• _Travail à faire_:
A) D'après le passage sur l'éthique médicale, de quelle éthique s'inspire la thèse qui régit la relation médicale ordinaire ?
B) Prolongez, s'il vous plaît, le passage sur l'éthique médicale à partir de sa dernière phrase.

• _Extrait cité_:
§ §
Mais y a- t-il des règles éthiques et déontologiques qui puissent guider l’action devant cette question vertigineuse : « qui soigner ? ».
Schématiquement, le champ de l’éthique médicale se partage entre deux thèses. La première régit la relation médicale ordinaire. Inspirée de l’éthique déontique kantienne, elle se fait devoir de sauver chaque vie, coûte que coûte, rejetant tout autre considération fatalement délétère. La seconde régit l’ordinaire des politiques de santé publique. Héritière de l’éthique utilitariste de Bentham, elle entend maximiser le nombre de vies sauvées en fonction des ressources disponibles et de l’espérance de vie supposée, quitte à sacrifier les plus vulnérables.
§ §
(Entrées du jeu de données)

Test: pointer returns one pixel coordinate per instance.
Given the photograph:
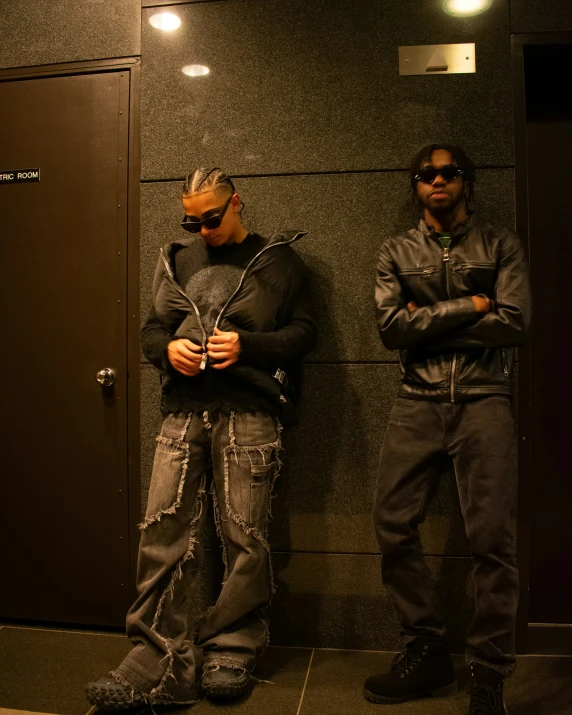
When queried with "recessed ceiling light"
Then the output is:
(195, 70)
(466, 8)
(166, 21)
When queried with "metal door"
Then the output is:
(549, 158)
(63, 240)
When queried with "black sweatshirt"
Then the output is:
(209, 276)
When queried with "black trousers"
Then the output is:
(478, 438)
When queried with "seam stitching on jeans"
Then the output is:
(181, 444)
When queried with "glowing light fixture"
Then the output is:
(196, 70)
(466, 8)
(166, 21)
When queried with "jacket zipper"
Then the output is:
(504, 362)
(454, 363)
(182, 292)
(248, 267)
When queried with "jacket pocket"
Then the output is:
(418, 272)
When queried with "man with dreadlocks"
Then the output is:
(230, 323)
(453, 296)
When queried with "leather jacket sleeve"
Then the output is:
(508, 324)
(401, 329)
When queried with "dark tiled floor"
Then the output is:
(44, 671)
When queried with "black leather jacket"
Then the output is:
(448, 352)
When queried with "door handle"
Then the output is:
(106, 377)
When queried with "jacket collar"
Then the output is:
(458, 232)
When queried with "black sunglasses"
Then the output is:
(194, 225)
(428, 174)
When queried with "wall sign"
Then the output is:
(19, 176)
(437, 59)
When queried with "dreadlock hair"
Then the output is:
(214, 179)
(458, 156)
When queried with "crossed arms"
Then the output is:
(456, 324)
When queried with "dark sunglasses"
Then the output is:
(194, 225)
(428, 174)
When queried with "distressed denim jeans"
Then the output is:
(235, 459)
(477, 437)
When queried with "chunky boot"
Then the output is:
(424, 669)
(220, 682)
(108, 694)
(486, 691)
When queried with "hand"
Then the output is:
(223, 346)
(185, 356)
(483, 305)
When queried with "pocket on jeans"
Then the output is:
(169, 467)
(262, 476)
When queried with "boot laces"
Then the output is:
(485, 700)
(405, 662)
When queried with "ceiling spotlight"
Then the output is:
(466, 8)
(166, 21)
(196, 70)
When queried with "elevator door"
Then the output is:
(549, 169)
(63, 461)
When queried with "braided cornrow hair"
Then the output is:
(203, 179)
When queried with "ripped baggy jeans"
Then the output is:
(234, 459)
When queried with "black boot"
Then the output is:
(424, 669)
(486, 691)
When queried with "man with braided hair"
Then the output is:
(231, 321)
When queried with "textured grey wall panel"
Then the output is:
(348, 216)
(160, 3)
(324, 496)
(541, 15)
(298, 87)
(337, 601)
(40, 32)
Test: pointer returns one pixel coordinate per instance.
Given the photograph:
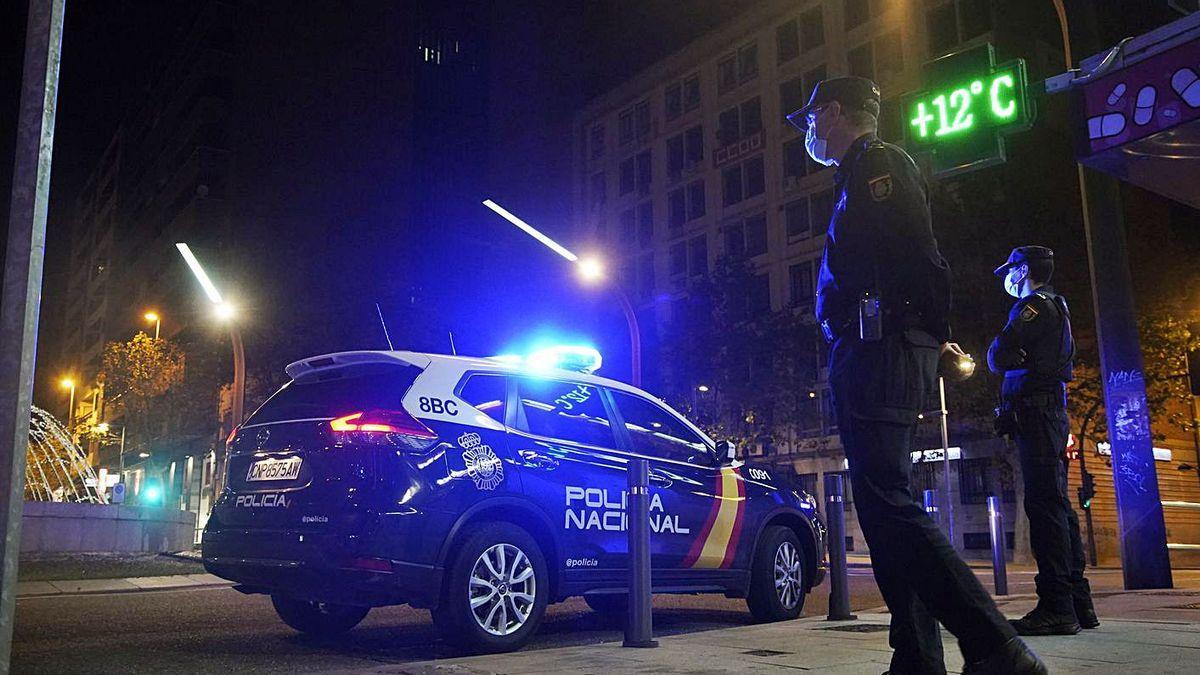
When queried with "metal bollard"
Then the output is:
(639, 631)
(931, 506)
(835, 518)
(996, 526)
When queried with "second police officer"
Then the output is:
(883, 302)
(1035, 354)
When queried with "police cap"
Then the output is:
(851, 91)
(1021, 255)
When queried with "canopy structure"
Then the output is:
(1139, 115)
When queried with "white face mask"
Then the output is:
(817, 148)
(1013, 282)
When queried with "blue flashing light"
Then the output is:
(579, 358)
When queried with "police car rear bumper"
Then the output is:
(334, 568)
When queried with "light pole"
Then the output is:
(157, 322)
(67, 383)
(225, 311)
(591, 270)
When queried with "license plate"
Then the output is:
(275, 470)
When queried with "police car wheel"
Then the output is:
(777, 579)
(496, 590)
(318, 619)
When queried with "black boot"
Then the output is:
(1044, 622)
(1014, 658)
(1086, 614)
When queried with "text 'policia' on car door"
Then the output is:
(565, 447)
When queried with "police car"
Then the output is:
(486, 489)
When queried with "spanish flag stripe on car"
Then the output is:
(719, 539)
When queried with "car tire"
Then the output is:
(778, 583)
(318, 619)
(609, 604)
(497, 575)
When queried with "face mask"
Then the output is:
(1013, 282)
(817, 148)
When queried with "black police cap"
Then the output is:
(1023, 255)
(850, 91)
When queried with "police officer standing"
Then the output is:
(1035, 354)
(883, 302)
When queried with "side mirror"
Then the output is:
(726, 452)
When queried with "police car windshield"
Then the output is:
(334, 393)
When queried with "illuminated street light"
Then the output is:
(156, 320)
(67, 383)
(225, 311)
(591, 269)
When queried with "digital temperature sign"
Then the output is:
(967, 106)
(978, 105)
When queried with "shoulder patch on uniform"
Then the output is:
(880, 187)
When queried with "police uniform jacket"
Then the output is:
(1035, 350)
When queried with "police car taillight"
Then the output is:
(378, 426)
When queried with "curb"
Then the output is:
(129, 585)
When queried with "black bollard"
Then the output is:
(931, 506)
(996, 526)
(639, 631)
(835, 518)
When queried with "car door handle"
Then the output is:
(660, 479)
(534, 459)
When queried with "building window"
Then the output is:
(677, 208)
(861, 61)
(628, 225)
(957, 22)
(678, 258)
(673, 101)
(822, 208)
(697, 256)
(973, 479)
(742, 181)
(646, 275)
(799, 281)
(737, 69)
(856, 12)
(696, 199)
(889, 54)
(645, 173)
(787, 41)
(598, 191)
(796, 219)
(625, 126)
(627, 175)
(595, 142)
(811, 29)
(646, 223)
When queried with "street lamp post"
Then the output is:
(157, 322)
(67, 383)
(591, 270)
(225, 311)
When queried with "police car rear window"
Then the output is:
(339, 392)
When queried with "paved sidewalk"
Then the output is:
(1151, 632)
(130, 585)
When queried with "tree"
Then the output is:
(137, 375)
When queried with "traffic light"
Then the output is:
(1194, 371)
(1086, 491)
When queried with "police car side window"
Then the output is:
(657, 432)
(486, 393)
(568, 411)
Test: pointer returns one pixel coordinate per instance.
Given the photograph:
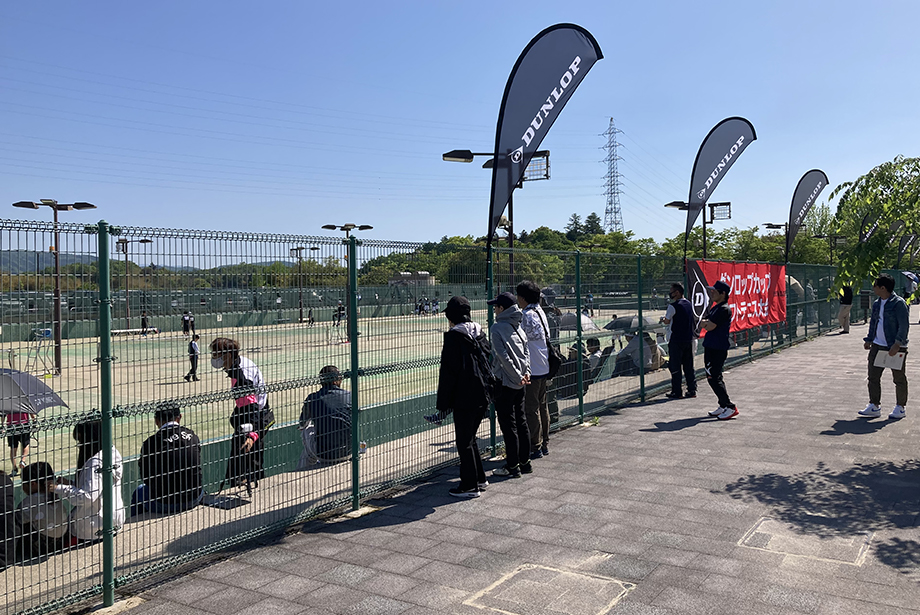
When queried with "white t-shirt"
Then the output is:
(880, 331)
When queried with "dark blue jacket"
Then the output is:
(682, 322)
(896, 323)
(330, 410)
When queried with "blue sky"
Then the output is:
(283, 116)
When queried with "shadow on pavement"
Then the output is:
(855, 426)
(680, 424)
(902, 555)
(884, 495)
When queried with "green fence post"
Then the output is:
(353, 338)
(641, 330)
(105, 384)
(490, 318)
(579, 378)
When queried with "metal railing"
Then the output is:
(295, 304)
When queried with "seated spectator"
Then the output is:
(326, 420)
(565, 383)
(85, 494)
(594, 352)
(7, 520)
(169, 465)
(41, 514)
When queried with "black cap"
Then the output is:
(458, 309)
(504, 300)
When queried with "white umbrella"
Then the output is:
(22, 392)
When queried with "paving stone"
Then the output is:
(275, 606)
(346, 574)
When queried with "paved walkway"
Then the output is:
(796, 506)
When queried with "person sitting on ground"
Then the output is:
(628, 360)
(85, 494)
(19, 439)
(42, 515)
(325, 420)
(7, 520)
(594, 352)
(170, 466)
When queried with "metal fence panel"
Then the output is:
(370, 311)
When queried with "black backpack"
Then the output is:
(553, 354)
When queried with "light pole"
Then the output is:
(775, 226)
(540, 170)
(351, 281)
(725, 206)
(56, 318)
(123, 247)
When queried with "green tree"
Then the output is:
(574, 229)
(890, 191)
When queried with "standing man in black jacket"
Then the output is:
(464, 384)
(715, 347)
(170, 466)
(679, 318)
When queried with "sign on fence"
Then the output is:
(758, 295)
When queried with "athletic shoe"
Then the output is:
(507, 473)
(457, 492)
(728, 413)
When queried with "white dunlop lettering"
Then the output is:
(537, 123)
(528, 136)
(574, 65)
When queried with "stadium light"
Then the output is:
(56, 317)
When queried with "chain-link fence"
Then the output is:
(191, 390)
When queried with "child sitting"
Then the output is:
(42, 514)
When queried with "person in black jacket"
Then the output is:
(170, 466)
(7, 520)
(464, 388)
(679, 318)
(325, 419)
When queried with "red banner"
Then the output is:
(758, 295)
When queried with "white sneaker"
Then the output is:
(728, 413)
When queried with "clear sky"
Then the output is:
(283, 116)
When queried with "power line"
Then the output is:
(613, 217)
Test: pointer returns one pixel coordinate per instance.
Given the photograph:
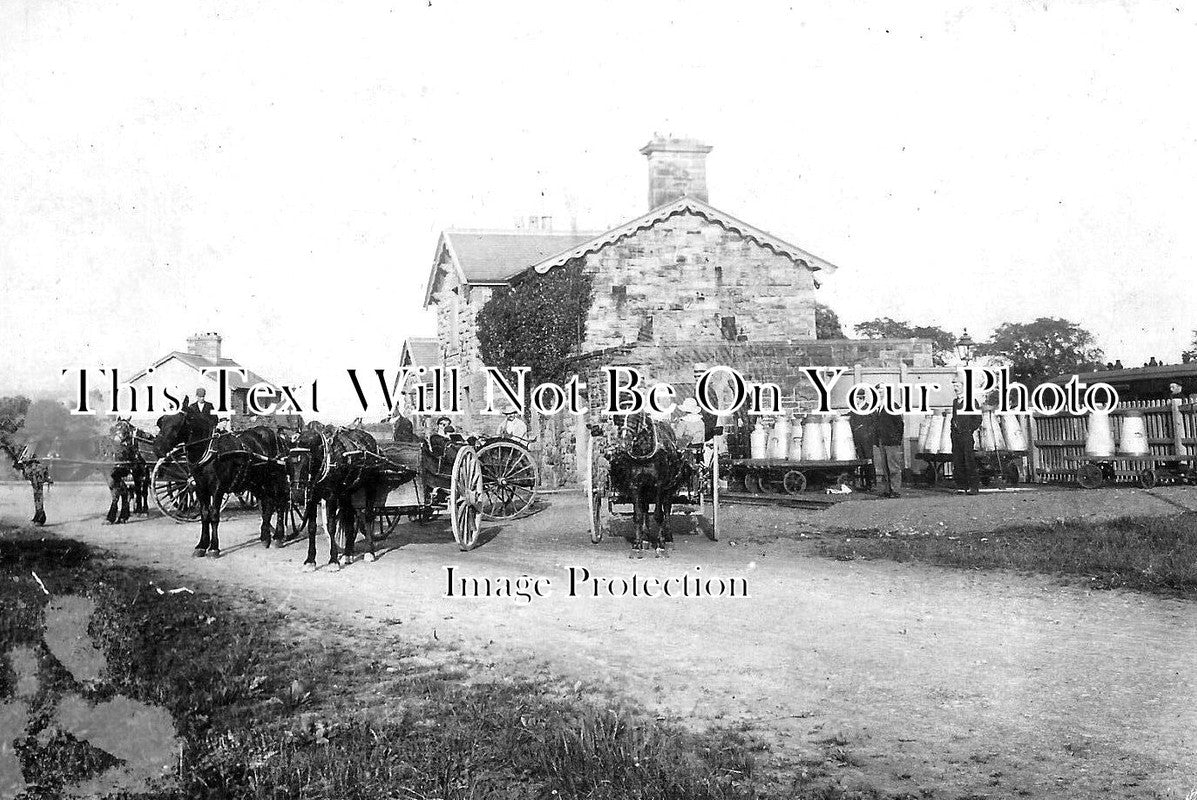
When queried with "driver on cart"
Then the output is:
(514, 426)
(443, 435)
(691, 432)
§ §
• _Réponses rédigées_:
A) De l'éthique déontique kantienne.

B)
Une médecine de l’urgence ne contraint-elle pas à adopter une rationalité d’efficience où la maximisation des chances à sauver le plus grand nombre l’emporte sur cet autre impératif moral qui se refuse à faire de la vie des uns la variable d’ajustement de la vie des autres ? Il serait insensé d’opposer ces deux axes éthiques en faisant prévaloir la plus grande efficience de l’une ou la plus grande humanité de l’autre. Dans la vraie vie, elles se mêlent, et la détermination farouche à ne pas livrer cette vie-ci en tribut à d’autres, devient le ressort d’une créativité aussi ingénieuse que risquée par laquelle les ressources rares se partagent, comme cela s’est vu en Italie, avec les dispositifs d’assistance respiratoire. Par ailleurs, les situations d’urgence ne tardent pas à démasquer les faiblesses d’une éthique utilitariste face à une médecine qui s’entête à rencontrer des individus : très vite, la question du choix rebondit entre patients dotés d’une même probabilité d’espérance de vie. Sur quels critères alors opérer le tri ? La priorité d’arrivée ? L’âge ? Le travail ? L’utilité sociale ? Qui retenir du pompier quadragénaire, de la mère célibataire ou du scientifique prépensionné ?
Il n’y a pas de réponse simple à cette question. Seulement la nôtre. Celle que comme société, comme communauté d’appartenance, comme démocratie, nous sommes prêts à lui donner.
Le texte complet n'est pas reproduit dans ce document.